### PAGE EXCERPT ###

You might just like the Bolero's. They really fits snuggly into the description of the sound your are looking for. I have been extremely pleased with mine. I've had them a year now and have NO reservations whatsoever.
I use them in a 19x13x9 room and listen primarily to classical and jazz music. If you are seriously considering them and want a 'testimonial' e-mail me. BTW, although I'm sure you noticed, unlike other Silverlines, they have all Dynaudio drivers, including the Esotar tweeter, and they are voiced very differently than the other Silverlines.
A speaker that comes to my mind given your criteria is the Legacy Audio Whisper. It's physically imposing, but unlike most speakers that size, its free-air woofers function as dipoles, making it easy to place them closer to side walls. The woofers can also be amped and attenuated separately, so it is relatively easy to dial the speakers in to the room size and avoid bass overload.
Finally, the Whispers are aptly named if the multiple reviews are to be believed. The reviews consistently report that they are particularly good at low level detail and holding the musical presentation together at low volumes.
Stereophile review here.
Also, given your criteria for detail plus engaging musicality, the Sonus Faber Cremona is a must-listen. The SF's all have a very natural-sounding tonal balance, the antithesis of hyped-up "hi-fi."
Tvad, Not for you specifically. You are too sophisticated to be influenced by my observations. I just don't want my opinions of equipment that I did not chose, to be the basis for others when making their purchase decisions. Those that are serious about speakers I chose vs did not chose will have to ask and have to settle for e-mail. I'm too wordy to burden down the forum with my specific opinions. :-)

### ENTRIES SHOWN ###

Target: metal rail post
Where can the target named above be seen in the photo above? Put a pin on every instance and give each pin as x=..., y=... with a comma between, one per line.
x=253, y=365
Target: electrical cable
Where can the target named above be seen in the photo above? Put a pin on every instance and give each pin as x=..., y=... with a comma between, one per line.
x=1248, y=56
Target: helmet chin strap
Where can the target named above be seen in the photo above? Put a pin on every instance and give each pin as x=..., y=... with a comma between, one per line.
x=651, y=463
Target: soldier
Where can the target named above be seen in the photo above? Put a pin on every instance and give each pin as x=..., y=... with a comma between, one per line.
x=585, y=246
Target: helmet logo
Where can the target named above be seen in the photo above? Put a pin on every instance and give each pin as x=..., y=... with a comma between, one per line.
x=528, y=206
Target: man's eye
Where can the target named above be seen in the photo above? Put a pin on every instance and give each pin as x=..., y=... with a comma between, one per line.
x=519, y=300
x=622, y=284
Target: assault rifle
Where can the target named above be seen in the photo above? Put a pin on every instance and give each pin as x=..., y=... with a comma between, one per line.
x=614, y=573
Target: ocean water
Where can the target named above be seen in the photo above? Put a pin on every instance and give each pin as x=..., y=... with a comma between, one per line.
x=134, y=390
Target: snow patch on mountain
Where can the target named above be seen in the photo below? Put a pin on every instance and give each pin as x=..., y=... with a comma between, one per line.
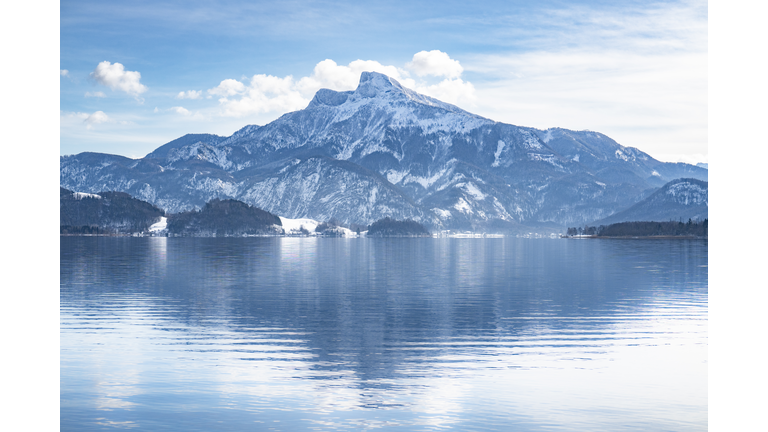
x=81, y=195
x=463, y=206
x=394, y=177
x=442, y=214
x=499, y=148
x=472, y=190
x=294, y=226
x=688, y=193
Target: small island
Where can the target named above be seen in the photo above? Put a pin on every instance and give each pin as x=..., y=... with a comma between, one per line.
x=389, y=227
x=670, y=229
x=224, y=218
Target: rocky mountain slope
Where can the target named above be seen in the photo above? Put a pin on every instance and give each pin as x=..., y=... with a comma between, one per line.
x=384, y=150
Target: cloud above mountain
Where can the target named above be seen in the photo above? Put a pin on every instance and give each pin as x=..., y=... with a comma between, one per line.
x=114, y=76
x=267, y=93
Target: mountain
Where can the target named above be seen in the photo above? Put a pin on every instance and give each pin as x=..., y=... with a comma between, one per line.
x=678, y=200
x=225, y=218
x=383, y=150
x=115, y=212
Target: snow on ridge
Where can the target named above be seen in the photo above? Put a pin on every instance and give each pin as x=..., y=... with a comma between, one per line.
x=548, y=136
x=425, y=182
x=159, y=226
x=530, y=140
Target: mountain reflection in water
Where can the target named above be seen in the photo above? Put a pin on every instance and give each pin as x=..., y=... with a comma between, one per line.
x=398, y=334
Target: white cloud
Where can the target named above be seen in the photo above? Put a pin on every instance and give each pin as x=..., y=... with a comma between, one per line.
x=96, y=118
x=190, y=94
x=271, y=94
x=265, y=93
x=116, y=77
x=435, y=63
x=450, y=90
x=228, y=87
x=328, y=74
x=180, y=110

###
### ENTRIES SHOWN ###

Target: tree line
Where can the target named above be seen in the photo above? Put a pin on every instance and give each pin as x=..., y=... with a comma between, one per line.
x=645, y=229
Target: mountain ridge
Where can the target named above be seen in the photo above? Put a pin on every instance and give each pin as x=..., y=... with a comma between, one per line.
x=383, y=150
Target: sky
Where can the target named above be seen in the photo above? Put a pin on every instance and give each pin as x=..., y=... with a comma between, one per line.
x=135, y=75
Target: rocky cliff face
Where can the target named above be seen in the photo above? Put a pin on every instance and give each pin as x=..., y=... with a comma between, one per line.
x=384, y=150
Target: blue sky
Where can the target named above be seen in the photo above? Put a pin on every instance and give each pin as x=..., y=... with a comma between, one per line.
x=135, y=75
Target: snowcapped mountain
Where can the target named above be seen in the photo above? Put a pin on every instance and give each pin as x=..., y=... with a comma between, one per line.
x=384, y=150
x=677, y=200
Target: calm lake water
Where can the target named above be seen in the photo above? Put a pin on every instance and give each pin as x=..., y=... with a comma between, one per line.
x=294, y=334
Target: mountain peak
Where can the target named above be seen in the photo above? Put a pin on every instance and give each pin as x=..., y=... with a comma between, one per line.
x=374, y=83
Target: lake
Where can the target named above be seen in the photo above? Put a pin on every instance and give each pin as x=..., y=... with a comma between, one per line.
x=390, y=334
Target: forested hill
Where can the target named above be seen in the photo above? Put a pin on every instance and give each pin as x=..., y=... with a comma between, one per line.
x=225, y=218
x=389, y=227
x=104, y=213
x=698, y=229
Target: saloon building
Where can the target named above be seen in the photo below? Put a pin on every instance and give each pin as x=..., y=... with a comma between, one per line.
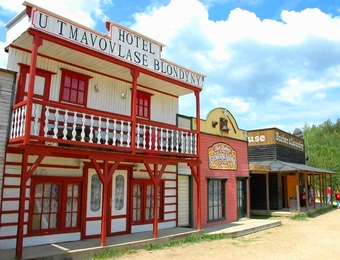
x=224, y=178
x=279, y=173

###
### ENTRIES SHOWN ###

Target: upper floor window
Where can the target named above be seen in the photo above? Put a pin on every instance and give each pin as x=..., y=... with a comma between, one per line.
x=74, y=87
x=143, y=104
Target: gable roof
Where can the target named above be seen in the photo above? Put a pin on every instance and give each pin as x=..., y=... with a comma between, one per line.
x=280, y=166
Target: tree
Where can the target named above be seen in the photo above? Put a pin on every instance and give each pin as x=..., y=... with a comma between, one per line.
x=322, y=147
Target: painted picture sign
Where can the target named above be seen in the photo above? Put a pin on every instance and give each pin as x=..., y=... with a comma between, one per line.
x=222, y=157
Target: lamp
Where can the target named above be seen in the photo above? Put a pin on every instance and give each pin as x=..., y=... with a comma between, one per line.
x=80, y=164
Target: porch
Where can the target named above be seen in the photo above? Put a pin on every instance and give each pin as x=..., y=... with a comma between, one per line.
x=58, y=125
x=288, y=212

###

▸ REQUIREMENT
Write out, word for word, the passage of the speaker discussion that begins with the words "Finally, the Whispers" and ends with the words "specific opinions. :-)".

▸ ANSWER TO THE PROBLEM
Finally, the Whispers are aptly named if the multiple reviews are to be believed. The reviews consistently report that they are particularly good at low level detail and holding the musical presentation together at low volumes.
Stereophile review here.
Also, given your criteria for detail plus engaging musicality, the Sonus Faber Cremona is a must-listen. The SF's all have a very natural-sounding tonal balance, the antithesis of hyped-up "hi-fi."
Tvad, Not for you specifically. You are too sophisticated to be influenced by my observations. I just don't want my opinions of equipment that I did not chose, to be the basis for others when making their purchase decisions. Those that are serious about speakers I chose vs did not chose will have to ask and have to settle for e-mail. I'm too wordy to burden down the forum with my specific opinions. :-)